> ACTIONS TO TAKE
A) Copy, word for word, the part of the commentary on the media that opens with the words containing "There is a misconception" and closes with "they were saying.".
B) Continue the commentary on the media from the point where it stops.

> EXCERPT PROVIDED
= = = =

Now I am wondering the same about the media, most of whom are quite similar to those in political power.  Are they evil or stupid?

I don’t think there is a clear-cut answer.  I think it is a combination of the two things.  Sometimes they purposely ignore things that go against their own narrative.  Whether it is conscious or not, they are putting blinders on.

I’m sure there are false narratives that I believe right now, and I am a lot more skeptical than the average person, to say the least.  Whenever the media makes some claims, particularly dealing with foreign policy, I think “weapons of mass destruction in Iraq”.

There is a misconception that the media is liberal.  Aside from the improper use of the term, it isn’t the best description. The media of television and newspapers is largely just establishment.  They promote a line of big government, but it doesn’t necessarily have to always be on the side of Democrats.  The establishment largely backed Bush’s war in Iraq, or at least they didn’t overtly question the “intelligence” agencies.

The few times the media has cheered on Trump have been in cases where he promotes war and intervention.  They cheered him on when he dropped some bombs on Syria, and the media promoted the story that Assad used chemical weapons on his own people, despite a lack of evidence. If anything, it was again probably the opposite of what they were saying.

MAGA in Chicago

The media has been particularly horrible lately.  The media personalities suffer from Trump Derangement Syndrome, and they just can’t help themselves.  It has made them into shills for the deep state, or perhaps more accurately, it has made it apparent that they are shills for the deep state.

= = = =

Stored data
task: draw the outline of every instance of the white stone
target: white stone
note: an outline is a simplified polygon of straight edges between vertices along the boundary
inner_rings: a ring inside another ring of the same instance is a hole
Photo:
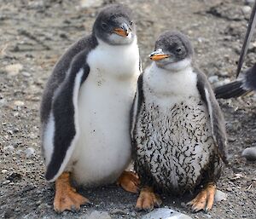
[[[12,147],[11,145],[9,145],[9,146],[4,147],[3,149],[3,151],[13,152],[15,150],[15,147]]]
[[[218,82],[218,75],[212,75],[212,76],[210,76],[208,78],[208,81],[211,83],[211,84],[214,84],[216,82]]]
[[[8,170],[5,170],[5,169],[3,169],[3,170],[2,170],[2,171],[1,171],[3,174],[5,174],[5,173],[7,173],[8,172]]]

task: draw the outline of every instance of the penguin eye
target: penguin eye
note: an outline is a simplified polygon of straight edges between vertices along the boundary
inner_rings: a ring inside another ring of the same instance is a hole
[[[106,23],[102,24],[102,28],[105,30],[108,27],[108,25]]]
[[[179,47],[177,49],[176,49],[176,52],[180,54],[183,51],[183,49]]]

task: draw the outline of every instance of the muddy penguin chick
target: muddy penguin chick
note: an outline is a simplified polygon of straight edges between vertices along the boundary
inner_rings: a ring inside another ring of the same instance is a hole
[[[57,212],[89,200],[71,186],[118,181],[136,192],[138,179],[124,171],[131,161],[130,112],[140,59],[131,10],[104,8],[92,33],[74,43],[55,65],[41,105],[42,151],[49,182],[55,182]]]
[[[210,210],[223,159],[225,124],[207,77],[192,66],[193,48],[180,32],[166,32],[139,77],[132,112],[135,168],[143,187],[136,208],[161,204],[154,192],[182,195],[204,188],[189,202]]]

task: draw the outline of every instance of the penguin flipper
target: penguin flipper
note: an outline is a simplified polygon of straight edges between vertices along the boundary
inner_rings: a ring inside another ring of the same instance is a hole
[[[134,131],[136,127],[136,122],[137,120],[137,116],[141,111],[142,105],[144,101],[143,95],[143,73],[141,73],[137,79],[137,91],[132,103],[132,107],[131,110],[131,124],[130,131],[131,136],[131,141],[134,141]],[[133,145],[133,144],[132,144]],[[135,148],[133,148],[135,149]]]
[[[225,164],[228,164],[226,156],[227,136],[224,118],[210,83],[208,82],[206,75],[199,71],[197,72],[197,89],[201,99],[208,109],[212,127],[212,135],[218,154],[222,160]]]
[[[53,152],[47,158],[45,173],[49,182],[54,182],[63,172],[79,135],[78,96],[80,85],[90,72],[86,56],[87,53],[82,51],[73,58],[64,81],[53,97],[49,116],[54,127]]]
[[[229,99],[239,97],[253,90],[256,90],[256,63],[253,67],[248,68],[240,78],[217,87],[214,92],[218,99]]]
[[[248,92],[242,85],[241,80],[236,80],[224,85],[215,88],[214,93],[217,99],[230,99],[238,97]]]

= = = =

> RESULTS FOR THE EXERCISE
A)
There is a misconception that the media is liberal.  Aside from the improper use of the term, it isn’t the best description. The media of television and newspapers is largely just establishment.  They promote a line of big government, but it doesn’t necessarily have to always be on the side of Democrats.  The establishment largely backed Bush’s war in Iraq, or at least they didn’t overtly question the “intelligence” agencies.

The few times the media has cheered on Trump have been in cases where he promotes war and intervention.  They cheered him on when he dropped some bombs on Syria, and the media promoted the story that Assad used chemical weapons on his own people, despite a lack of evidence. If anything, it was again probably the opposite of what they were saying.

B)
The media jumped on the story about the Covington high school kids.  Why it was even a major story should be questioned, but of course we know it was because they hate Trump and want to make any Trump supporters look bad.  If a group of people with Obama shirts actually did the things that the Covington boys were accused of doing, you probably wouldn’t hear about it.

Of course, the media didn’t do any research on it before reporting the “story”.  They just want to put out the anti Trump propaganda as soon as possible.  And in the end, the story ended up being the opposite of what was originally told.

But the establishment media doesn’t learn.  They are too obsessed with taking down Trump.  So when a semi celebrity (he is more of a celebrity now) – Jussie Smollett – made claims of being attacked in Chicago by Trump supporters, the media jumped on that story.  There are many different examples from different media outlets with people saying how horrible this event was.  I expect some good YouTube videos in the future of compilations of media outrage when the original story was first reported.

As soon as I heard about this story, I figured it was fake.  I just can’t believe how gullible so many people are.  Just listening to the guy, you can pretty much tell he is lying.  He is a leftist political hack, and he claims to have been attacked in downtown Chicago by some guys yelling racial slurs and saying, “this is MAGA country”.

This is just so obviously ridiculous.  I mean, do these media personalities have the IQ of a first grader? When I think of Chicago – the home of Obama – I can just imagine walking the downtown streets at 2:00 AM and seeing a bunch of guys who are hardcore Trump supporters.  There must be MAGA hats all over the place in Chicago.

Even if the establishment media is evil, they must be stupid too.  This isn’t the kind of story they could just brush aside after the truth started to come out.  Now they are having to report that this leftist gay black celebrity played a hoax on them.  (I wouldn’t care about his race or sexual orientation except that the media obsesses over these things, and Smollett was their perfect caricature of both a hero and victim.)

My conclusion is that the establishment media is both evil and stupid.  You shouldn’t trust them about anything politically related, or even with any political implications.  I’m not saying that everything they say is completely wrong, but you should not listen to them.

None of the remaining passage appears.